═════ Texto proporcionado ═════

2. A la luz de esta fiesta deseo reflexionar sobre la palabra de Dios que se acaba de proclamar y profundizar en el misterio de la Preciosa Sangre de Cristo. Porque este misterio nos lleva a ver la unidad entre el sacrificio de Cristo en la cruz, el sacrificio eucarístico que ha entregado a su Iglesia y su sacerdocio eterno; el signo de la misericordia redentora de Dios derramada en el mundo por la pasión, muerte y resurrección de su Hijo, nuestro Señor Jesucristo.

3. El libro del éxodo nos narra la escena en la cual, Moisés sella mediante un sacrificio de holocausto el pacto que el Señor e Israel han estipulado en la áspera soledad del Sinaí. El altar es el símbolo de Dios. Moisés derrama la sangre de las víctimas inmoladas. La sangre, símbolo de la vida, crea una comunión total entre el Señor y el pueblo, que a partir de ese momento quedan unidos por un destino común. Durante la celebración de este rito Moisés lee públicamente, como elemento esencial el código de la alianza. A la iniciativa divina, sigue la respuesta de Israel que libremente se compromete a ser fiel  al pacto establecido. Esta realidad, en Cristo encuentra su plenitud y su cumplimiento, pues Jesucristo al ofrecerse como víctima  de expiación por los pecados de la humanidad, sella la alianza nueva y definitiva. Cristo es sumo sacerdote pero a diferencia de Moisés lo es de los bienes definitivos. Cristo no celebra en una tienda material como aquella que acompañaba a Israel por el desierto, sino en la tienda de su propio cuerpo. Cristo no utiliza la sangre de animales sacrificados como en el holocausto del Sinaí, sino que derrama su propia sangre Cristo no nos purifica sólo externamente, en la carne, sino que su acción purifica nuestras conciencias uniéndonos íntimamente a Dios. La efusión de la sangre de Cristo es la fuente de la vida de la Iglesia y en ella somos lavados y regenerados. La Carta a los Hebreos extrae, podríamos decir, las implicaciones litúrgicas de este misterio. Jesús, por su sufrimiento y muerte, con su entrega en virtud del Espíritu eterno, se ha convertido en nuestro sumo sacerdote y “mediador de una alianza nueva” (Hb 9,15). Estas palabras evocan las palabras de nuestro Señor en la Última Cena, cuando instituyó la Eucaristía como el sacramento de su cuerpo, entregado por nosotros, y su sangre, la sangre de la alianza nueva y eterna, derramada para el perdón de los pecados (cf. Mc 14,24; Mt 26,28; Lc 22,20).

═════ Extractos del listado ═════

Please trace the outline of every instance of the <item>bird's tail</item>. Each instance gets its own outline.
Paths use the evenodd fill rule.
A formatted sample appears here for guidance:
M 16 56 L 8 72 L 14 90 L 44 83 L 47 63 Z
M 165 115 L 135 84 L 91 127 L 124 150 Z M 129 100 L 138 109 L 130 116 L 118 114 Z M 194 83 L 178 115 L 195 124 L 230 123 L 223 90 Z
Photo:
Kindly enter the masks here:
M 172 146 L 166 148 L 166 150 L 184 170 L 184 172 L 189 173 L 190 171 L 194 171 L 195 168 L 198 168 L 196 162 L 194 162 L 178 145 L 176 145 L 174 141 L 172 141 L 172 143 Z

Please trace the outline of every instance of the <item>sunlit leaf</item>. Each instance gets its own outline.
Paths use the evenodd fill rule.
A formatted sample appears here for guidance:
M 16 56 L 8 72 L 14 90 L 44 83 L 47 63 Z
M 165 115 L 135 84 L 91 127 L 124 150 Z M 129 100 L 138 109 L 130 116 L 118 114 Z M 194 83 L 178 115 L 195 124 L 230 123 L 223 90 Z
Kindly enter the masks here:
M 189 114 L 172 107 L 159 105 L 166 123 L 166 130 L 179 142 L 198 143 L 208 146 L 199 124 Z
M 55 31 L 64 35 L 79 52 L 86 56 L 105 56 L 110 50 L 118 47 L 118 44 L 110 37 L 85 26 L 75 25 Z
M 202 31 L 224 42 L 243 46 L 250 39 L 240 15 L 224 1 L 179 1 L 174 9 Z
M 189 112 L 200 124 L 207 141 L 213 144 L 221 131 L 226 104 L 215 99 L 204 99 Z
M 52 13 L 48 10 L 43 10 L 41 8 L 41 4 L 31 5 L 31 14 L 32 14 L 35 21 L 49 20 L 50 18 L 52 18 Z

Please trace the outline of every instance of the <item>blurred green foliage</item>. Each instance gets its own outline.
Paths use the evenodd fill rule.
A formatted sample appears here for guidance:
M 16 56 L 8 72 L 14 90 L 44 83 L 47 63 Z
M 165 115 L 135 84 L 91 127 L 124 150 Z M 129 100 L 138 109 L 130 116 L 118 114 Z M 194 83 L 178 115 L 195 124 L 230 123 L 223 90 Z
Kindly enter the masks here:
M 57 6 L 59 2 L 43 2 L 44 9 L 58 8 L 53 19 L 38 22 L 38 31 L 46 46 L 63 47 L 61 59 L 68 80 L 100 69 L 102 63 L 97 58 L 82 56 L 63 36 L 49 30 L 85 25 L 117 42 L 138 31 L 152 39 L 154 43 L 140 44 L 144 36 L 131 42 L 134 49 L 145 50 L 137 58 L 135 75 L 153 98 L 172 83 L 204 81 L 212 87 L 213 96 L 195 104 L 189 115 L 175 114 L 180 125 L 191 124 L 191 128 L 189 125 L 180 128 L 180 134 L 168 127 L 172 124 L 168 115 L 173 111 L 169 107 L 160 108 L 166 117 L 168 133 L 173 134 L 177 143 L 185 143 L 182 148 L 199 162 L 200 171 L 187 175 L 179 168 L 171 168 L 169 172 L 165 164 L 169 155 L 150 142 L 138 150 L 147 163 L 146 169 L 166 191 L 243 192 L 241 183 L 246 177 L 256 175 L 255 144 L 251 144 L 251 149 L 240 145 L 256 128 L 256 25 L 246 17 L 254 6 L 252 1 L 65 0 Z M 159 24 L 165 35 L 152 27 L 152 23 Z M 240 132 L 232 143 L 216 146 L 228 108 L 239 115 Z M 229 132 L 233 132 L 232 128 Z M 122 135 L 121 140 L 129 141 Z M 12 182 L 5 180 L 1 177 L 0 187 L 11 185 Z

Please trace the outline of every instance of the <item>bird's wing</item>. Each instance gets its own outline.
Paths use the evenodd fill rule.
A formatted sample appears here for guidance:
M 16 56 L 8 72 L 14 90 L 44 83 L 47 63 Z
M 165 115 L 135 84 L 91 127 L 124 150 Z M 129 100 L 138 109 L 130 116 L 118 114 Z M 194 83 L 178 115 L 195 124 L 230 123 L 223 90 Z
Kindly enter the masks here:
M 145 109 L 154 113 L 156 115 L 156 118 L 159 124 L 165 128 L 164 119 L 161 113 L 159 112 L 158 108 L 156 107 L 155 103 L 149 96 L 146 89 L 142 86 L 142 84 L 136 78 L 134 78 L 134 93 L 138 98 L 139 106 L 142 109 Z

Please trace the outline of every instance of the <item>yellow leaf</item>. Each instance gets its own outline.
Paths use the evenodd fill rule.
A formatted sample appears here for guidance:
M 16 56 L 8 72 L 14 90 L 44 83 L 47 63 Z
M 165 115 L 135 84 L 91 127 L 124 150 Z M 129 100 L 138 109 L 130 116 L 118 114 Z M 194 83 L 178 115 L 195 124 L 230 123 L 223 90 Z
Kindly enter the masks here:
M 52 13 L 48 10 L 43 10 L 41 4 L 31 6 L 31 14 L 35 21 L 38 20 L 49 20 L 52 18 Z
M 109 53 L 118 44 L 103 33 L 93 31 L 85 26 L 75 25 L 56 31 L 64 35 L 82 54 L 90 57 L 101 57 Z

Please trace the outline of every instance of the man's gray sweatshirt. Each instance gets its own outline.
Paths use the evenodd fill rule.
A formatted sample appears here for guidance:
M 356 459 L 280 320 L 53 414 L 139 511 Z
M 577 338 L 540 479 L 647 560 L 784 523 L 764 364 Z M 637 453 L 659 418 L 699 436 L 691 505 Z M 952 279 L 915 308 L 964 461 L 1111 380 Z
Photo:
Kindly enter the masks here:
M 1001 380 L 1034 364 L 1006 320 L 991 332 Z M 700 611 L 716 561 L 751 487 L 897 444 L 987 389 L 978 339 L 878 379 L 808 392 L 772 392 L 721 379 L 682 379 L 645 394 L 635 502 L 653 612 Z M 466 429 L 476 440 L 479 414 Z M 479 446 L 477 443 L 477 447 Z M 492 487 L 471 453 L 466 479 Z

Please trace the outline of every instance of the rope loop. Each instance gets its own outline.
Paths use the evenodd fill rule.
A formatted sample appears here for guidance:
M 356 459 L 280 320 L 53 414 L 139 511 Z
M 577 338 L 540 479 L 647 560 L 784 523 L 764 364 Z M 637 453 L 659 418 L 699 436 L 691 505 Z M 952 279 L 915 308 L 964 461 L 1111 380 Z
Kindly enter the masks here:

═════

## [Qué hacer]
Traduce al inglés esta oración del texto sobre la Preciosa Sangre de Cristo: "La sangre, símbolo de la vida, crea una comunión total entre el Señor y el pueblo, que a partir de ese momento quedan unidos por un destino común." Usa solo el texto proporcionado.

## [Resultado correcto]
Blood, the symbol of life, creates a total communion between the Lord and the people, who from that moment on are united by a common destiny.